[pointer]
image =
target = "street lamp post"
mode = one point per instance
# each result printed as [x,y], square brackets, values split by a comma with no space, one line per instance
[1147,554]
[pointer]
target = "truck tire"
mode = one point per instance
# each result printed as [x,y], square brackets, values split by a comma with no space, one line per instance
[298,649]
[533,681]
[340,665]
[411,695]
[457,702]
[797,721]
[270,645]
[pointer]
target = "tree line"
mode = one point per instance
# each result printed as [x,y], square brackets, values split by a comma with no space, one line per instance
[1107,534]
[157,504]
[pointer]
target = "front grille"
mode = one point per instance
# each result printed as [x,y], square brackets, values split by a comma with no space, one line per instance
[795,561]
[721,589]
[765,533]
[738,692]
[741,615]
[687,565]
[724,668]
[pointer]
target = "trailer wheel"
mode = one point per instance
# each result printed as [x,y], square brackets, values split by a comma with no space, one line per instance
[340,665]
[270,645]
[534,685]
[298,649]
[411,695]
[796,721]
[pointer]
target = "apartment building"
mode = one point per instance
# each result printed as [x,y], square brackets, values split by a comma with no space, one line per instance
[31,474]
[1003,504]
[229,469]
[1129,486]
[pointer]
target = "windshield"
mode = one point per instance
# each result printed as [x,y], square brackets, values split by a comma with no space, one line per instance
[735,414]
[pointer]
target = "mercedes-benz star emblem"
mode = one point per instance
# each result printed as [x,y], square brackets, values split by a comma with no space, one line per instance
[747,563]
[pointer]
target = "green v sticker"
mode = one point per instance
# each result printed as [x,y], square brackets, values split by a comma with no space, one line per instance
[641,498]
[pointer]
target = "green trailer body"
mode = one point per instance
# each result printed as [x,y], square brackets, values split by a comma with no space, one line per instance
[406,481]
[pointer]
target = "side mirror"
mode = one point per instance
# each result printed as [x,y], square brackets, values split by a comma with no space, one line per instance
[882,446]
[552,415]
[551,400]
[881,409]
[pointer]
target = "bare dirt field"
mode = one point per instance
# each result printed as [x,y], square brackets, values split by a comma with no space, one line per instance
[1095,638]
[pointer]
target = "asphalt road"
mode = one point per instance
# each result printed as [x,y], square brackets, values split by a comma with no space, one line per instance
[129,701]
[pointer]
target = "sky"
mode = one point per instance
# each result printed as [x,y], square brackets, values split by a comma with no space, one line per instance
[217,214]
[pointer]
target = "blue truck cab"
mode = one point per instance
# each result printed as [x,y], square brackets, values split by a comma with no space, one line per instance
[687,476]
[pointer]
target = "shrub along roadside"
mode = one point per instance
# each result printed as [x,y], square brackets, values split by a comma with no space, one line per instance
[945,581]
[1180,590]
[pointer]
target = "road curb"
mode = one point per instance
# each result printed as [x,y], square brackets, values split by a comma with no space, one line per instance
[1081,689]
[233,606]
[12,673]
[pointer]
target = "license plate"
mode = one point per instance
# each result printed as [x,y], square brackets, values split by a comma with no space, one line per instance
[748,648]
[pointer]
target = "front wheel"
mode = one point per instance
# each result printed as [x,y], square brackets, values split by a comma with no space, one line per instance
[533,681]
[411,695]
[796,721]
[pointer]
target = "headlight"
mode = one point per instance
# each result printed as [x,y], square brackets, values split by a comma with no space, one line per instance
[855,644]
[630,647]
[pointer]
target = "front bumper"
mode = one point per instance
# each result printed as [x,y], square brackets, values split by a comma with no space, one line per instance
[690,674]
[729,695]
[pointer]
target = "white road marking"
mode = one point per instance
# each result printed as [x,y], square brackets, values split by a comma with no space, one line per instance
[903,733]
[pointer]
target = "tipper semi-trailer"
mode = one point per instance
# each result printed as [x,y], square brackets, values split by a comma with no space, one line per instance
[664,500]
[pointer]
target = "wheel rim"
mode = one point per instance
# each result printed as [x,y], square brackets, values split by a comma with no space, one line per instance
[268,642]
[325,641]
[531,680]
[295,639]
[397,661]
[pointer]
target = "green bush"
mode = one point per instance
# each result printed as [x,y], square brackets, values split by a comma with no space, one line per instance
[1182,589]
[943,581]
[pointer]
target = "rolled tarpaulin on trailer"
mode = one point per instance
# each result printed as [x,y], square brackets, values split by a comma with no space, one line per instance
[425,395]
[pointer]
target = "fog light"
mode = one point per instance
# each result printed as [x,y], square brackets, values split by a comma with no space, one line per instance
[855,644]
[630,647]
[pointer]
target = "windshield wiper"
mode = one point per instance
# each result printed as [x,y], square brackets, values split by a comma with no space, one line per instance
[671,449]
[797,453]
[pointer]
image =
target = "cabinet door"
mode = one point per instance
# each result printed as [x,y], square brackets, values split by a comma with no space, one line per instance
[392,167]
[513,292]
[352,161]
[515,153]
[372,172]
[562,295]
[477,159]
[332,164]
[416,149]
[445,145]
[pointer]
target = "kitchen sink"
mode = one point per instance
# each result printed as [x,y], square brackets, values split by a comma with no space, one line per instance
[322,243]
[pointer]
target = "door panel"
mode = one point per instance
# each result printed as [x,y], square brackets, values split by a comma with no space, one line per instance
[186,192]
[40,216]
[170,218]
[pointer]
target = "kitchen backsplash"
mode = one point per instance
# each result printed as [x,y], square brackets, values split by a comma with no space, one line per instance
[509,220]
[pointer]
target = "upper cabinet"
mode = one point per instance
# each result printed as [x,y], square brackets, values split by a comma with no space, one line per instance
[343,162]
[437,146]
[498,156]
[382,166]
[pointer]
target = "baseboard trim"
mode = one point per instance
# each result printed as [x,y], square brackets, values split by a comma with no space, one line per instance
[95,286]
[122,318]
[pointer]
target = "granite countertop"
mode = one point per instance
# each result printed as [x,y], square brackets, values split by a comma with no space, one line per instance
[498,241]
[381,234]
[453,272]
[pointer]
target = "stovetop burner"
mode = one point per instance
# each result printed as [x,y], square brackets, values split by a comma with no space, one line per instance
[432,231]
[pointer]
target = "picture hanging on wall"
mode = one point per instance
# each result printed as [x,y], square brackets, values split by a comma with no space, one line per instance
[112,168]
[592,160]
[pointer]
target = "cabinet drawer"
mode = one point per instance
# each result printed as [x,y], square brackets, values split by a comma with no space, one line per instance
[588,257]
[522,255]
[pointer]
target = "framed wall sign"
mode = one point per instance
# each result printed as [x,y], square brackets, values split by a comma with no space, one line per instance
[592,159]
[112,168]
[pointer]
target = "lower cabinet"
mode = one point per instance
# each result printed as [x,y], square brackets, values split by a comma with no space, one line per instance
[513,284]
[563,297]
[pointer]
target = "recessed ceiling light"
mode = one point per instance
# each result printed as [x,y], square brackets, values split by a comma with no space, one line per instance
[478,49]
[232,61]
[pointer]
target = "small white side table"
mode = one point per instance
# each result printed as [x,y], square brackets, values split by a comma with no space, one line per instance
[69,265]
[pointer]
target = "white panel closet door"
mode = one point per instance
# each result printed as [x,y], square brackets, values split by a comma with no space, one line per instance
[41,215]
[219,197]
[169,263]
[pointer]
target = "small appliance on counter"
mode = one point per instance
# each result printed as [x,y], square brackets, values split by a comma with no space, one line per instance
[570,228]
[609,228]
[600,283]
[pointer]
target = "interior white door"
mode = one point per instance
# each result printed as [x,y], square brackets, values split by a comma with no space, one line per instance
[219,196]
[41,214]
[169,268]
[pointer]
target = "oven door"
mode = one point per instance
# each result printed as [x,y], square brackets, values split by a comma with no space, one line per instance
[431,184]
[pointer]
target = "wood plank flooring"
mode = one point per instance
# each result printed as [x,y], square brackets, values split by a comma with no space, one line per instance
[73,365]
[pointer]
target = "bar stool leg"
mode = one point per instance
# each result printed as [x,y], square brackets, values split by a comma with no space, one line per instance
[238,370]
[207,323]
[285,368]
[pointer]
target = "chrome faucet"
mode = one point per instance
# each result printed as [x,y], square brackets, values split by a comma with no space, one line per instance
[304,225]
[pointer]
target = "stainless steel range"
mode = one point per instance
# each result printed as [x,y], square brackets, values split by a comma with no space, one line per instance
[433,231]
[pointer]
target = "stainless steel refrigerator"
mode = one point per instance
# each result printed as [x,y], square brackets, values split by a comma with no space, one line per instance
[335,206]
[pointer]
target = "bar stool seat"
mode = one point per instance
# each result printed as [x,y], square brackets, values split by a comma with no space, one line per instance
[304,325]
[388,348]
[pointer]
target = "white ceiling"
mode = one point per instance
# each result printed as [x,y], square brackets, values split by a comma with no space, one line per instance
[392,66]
# # # # # # #
● **What the task asks**: Copy every line of the listing above that contains the string "wheel", treating uppercase and lowercase as different.

● **Worked solution**:
target = "trailer wheel"
target = "front wheel"
target = "wheel rim"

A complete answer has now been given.